Our esteemed contributor-colleague Daniel Kreiss recently wrote an excellent critique of the growing meme that social media gave us Donald Trump. I, too, would push back on the deterministic claim that we can divide our politics and public discourse into a before and after, severed by the motive force of digital media. But media distribution infrastructures and practices do matter for civic discourse and participation. They influence who has access to culture and on what terms; in doing so they help define the physical and imagined boundaries of public spheres.
────────────────
**Task list:**
1. Answer these about the passage on social media and politics:
(a) Whose critique is mentioned in the first sentence?
(b) What claim about dividing politics and public discourse does the writer also push back on?
(c) What two things do media distribution infrastructures and practices influence, according to the passage?
2. Carry on the passage on social media and politics, picking up after its final sentence.
The listing comes from a separate source.

Listing of labeled points
────────────────
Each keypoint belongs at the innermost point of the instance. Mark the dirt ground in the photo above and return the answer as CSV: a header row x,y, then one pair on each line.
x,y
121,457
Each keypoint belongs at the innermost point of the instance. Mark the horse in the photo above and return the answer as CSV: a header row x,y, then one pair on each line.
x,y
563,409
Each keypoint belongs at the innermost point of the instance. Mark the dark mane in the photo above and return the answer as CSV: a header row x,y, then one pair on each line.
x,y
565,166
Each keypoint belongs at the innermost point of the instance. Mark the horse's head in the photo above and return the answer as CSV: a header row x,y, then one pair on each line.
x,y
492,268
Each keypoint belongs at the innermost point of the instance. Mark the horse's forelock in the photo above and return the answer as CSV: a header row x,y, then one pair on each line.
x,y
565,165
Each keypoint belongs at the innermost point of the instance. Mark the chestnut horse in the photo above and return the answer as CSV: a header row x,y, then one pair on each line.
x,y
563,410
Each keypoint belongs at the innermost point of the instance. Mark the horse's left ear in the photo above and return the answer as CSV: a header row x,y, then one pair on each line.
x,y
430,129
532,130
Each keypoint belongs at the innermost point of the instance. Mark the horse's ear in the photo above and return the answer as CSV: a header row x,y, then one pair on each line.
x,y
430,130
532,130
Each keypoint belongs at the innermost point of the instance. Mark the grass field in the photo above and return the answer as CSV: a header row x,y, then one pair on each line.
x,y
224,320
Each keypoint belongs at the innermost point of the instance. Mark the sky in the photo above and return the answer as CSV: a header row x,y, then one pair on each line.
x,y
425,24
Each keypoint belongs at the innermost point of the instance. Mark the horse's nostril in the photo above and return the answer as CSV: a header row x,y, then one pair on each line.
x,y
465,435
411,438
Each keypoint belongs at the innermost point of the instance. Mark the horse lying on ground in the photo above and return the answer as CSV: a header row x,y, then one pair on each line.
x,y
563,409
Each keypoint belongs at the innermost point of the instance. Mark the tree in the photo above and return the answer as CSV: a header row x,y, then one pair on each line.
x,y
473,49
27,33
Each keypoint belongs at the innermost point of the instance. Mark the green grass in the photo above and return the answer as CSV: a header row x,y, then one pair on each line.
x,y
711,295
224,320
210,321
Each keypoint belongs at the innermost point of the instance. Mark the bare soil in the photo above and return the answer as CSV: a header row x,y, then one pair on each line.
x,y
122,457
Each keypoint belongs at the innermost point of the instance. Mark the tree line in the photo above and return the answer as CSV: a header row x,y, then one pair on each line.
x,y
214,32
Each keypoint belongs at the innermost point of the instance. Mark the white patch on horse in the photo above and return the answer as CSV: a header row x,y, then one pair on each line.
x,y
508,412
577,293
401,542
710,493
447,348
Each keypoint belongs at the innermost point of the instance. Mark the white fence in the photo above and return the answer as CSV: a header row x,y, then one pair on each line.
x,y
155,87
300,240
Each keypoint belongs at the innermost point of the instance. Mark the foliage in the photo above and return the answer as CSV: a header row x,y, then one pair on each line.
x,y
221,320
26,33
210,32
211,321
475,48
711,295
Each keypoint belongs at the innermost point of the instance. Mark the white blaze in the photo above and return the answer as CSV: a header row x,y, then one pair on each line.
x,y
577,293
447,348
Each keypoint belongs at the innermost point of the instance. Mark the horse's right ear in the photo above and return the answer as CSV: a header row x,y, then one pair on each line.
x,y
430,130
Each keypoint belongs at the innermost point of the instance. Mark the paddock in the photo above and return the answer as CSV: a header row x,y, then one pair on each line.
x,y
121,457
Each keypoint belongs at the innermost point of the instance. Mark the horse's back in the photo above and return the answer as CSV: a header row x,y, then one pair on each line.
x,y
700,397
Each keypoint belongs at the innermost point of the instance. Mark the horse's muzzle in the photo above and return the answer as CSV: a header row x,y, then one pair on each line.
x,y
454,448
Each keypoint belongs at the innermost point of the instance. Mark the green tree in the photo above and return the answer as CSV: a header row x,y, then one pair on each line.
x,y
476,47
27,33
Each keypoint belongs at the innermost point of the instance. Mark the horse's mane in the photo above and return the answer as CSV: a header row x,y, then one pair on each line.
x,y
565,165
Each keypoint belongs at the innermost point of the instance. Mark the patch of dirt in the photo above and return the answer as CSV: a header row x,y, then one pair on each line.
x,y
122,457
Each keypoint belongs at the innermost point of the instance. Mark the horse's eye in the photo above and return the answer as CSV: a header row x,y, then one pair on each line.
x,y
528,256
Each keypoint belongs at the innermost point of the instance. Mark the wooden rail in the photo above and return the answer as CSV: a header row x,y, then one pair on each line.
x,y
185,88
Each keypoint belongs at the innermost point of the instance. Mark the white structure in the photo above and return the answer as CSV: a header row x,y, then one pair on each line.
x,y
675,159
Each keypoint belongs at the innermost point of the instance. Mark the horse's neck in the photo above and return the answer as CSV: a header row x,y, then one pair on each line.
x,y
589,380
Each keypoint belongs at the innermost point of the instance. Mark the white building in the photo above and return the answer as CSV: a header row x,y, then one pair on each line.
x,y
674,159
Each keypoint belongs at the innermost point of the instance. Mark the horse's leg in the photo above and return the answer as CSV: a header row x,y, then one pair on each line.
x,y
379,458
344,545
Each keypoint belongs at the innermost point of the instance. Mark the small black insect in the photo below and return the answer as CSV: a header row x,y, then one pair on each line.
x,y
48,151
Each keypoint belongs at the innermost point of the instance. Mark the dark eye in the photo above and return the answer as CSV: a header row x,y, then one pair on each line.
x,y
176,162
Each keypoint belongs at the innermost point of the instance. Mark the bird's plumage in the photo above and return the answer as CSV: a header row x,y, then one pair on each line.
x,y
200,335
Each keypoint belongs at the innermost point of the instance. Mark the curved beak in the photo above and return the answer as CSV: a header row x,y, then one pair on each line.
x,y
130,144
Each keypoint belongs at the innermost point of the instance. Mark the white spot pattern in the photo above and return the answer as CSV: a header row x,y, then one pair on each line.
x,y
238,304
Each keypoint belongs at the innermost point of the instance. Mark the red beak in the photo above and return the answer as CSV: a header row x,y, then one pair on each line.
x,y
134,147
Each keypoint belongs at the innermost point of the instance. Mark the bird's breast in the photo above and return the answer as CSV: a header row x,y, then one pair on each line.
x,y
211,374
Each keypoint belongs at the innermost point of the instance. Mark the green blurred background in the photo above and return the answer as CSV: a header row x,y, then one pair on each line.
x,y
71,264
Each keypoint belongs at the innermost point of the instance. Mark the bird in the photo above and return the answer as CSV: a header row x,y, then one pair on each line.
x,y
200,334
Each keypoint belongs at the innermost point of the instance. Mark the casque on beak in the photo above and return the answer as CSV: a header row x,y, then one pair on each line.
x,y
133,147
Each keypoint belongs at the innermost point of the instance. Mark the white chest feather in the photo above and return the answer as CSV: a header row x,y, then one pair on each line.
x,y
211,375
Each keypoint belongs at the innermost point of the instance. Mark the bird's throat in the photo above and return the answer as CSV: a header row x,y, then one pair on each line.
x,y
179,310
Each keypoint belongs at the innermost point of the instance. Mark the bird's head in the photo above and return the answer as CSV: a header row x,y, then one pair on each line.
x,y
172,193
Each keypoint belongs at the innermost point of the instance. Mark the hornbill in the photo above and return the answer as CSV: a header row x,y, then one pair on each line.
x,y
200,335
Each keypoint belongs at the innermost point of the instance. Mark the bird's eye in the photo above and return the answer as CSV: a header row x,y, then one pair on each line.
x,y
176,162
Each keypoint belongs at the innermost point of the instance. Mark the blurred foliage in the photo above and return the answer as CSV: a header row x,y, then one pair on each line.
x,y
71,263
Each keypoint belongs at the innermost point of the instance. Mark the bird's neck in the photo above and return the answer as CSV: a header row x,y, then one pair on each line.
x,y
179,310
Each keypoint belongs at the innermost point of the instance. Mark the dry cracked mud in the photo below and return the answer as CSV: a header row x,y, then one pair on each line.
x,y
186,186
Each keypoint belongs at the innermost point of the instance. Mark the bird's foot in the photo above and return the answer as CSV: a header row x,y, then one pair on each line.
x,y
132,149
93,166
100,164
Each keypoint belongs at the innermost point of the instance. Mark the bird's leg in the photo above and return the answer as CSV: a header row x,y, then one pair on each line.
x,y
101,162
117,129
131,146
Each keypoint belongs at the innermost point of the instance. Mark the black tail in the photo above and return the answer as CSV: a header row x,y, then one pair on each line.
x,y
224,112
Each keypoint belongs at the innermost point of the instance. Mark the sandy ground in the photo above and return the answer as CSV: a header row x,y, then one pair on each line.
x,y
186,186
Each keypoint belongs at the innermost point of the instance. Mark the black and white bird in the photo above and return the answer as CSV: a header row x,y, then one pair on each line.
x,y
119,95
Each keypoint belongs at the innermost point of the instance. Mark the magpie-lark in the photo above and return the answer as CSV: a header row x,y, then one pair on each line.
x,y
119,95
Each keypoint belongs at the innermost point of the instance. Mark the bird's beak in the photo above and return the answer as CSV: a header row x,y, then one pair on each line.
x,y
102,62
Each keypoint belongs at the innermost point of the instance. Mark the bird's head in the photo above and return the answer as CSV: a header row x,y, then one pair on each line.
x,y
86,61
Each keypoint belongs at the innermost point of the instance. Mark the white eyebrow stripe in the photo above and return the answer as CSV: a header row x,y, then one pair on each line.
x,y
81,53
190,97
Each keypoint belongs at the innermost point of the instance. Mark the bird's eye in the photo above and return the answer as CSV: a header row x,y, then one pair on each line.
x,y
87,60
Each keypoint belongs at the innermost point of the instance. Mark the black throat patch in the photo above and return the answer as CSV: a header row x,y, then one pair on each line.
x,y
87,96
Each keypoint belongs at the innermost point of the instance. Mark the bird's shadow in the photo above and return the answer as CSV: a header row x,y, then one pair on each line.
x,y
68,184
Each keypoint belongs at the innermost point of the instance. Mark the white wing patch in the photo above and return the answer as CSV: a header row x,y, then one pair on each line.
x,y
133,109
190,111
────────────────
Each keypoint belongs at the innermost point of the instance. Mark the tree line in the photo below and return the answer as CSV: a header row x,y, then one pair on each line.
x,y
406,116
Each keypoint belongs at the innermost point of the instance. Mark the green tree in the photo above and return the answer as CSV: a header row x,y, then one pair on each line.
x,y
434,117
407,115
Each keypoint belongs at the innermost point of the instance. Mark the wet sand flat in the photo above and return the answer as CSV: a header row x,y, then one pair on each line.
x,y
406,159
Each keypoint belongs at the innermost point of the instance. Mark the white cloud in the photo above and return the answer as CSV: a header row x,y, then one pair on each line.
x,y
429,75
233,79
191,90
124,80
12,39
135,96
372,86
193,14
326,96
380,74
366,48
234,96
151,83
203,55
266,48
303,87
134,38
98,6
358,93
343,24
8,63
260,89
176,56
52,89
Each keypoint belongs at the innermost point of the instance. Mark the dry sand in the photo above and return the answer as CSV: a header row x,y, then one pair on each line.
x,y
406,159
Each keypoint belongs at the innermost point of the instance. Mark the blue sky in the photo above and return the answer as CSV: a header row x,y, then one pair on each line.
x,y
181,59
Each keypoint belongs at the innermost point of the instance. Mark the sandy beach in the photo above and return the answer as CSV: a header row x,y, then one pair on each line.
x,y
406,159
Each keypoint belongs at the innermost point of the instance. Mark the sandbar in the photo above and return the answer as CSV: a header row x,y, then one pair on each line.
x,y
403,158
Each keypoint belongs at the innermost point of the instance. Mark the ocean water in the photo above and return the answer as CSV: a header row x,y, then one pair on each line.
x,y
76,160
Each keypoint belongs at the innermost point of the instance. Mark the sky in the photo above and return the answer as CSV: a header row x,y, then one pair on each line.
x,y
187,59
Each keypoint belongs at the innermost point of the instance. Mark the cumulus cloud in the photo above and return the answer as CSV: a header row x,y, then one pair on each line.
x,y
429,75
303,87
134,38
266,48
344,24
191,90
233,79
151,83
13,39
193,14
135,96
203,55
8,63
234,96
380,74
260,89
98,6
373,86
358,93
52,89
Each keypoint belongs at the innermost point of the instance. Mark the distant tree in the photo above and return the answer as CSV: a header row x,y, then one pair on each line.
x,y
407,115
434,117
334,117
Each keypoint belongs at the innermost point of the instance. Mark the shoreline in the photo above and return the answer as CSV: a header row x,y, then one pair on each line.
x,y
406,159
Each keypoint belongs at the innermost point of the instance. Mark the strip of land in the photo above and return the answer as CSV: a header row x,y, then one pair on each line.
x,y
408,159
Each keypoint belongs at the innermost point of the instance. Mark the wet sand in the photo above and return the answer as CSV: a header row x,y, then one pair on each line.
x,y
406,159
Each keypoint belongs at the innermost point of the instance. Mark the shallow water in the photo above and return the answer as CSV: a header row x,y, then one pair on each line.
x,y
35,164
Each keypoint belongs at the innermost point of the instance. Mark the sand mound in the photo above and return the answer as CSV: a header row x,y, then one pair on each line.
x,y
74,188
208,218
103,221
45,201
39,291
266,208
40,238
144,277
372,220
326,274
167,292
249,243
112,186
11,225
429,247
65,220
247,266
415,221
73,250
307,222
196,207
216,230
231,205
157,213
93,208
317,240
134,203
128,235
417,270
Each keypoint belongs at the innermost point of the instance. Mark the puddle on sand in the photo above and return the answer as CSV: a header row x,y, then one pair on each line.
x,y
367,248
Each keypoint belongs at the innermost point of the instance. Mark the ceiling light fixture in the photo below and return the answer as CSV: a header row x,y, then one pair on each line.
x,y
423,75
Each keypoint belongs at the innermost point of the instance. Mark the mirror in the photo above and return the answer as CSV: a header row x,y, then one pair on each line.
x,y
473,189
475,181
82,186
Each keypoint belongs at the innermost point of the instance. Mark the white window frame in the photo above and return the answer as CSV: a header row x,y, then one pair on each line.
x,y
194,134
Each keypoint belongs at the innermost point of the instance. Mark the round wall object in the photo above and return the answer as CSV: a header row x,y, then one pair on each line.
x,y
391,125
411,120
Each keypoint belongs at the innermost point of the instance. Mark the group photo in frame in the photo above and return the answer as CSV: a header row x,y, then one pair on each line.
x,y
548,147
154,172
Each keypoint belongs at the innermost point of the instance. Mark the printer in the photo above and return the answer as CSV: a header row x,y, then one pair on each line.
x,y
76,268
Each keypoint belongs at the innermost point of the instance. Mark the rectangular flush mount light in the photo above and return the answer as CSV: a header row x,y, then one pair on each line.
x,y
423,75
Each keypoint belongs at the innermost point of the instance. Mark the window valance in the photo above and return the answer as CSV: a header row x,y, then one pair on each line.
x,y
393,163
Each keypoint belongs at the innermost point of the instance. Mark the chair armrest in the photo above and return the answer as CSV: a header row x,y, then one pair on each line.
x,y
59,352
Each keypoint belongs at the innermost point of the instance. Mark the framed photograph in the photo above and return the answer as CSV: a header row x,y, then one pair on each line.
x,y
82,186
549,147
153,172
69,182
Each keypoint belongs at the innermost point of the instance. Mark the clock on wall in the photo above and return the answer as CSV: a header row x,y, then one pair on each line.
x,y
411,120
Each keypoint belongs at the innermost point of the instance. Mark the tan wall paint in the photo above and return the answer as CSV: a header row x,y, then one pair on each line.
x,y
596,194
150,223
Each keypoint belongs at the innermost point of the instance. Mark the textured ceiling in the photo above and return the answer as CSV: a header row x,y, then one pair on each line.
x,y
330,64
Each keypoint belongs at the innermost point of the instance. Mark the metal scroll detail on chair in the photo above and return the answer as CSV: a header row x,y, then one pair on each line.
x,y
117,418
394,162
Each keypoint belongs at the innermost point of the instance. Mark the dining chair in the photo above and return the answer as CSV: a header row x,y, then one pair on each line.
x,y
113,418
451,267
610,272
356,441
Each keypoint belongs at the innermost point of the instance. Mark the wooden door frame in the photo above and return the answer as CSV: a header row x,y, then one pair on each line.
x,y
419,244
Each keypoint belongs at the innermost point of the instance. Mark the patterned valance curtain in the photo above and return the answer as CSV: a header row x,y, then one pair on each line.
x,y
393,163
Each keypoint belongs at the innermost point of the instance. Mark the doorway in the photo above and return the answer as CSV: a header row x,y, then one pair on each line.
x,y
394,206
────────────────
**Expected responses:**
1.
(a) Daniel Kreiss's.
(b) The deterministic claim that politics and public discourse can be split into a before and after, severed by the motive force of digital media.
(c) Who has access to culture, and on what terms.

2.
The problem with scapegoating social media with respect to today’s political climate is that it ignores (a) the way that any influence of technology is inevitably entangled with practice—the flexibility in the way people use, adapt to, and strategize around it—and (b) that it strips away important historical context. If we’re going to talk about distribution systems that filter what we see and thereby influence American political discourse, we need to be thinking not just of today’s algorithms, but of 19th century postmasters who removed abolitionist tracts from mail bound for southern states. If we’re going to hold Facebook accountable for the sway its platform holds over the news business, we might do well to think back to the monopolistic distribution arrangements Western Union lorded over the New York Associated Press wire service, giving it an outsized influence over who Americans got their news from and, in some cases, what news they got. Historical context will be essential to any deeper understanding of what role today’s digital media infrastructures may play in the way we, the contemporary American electorate, understand ourselves and the ties that bind us to one another.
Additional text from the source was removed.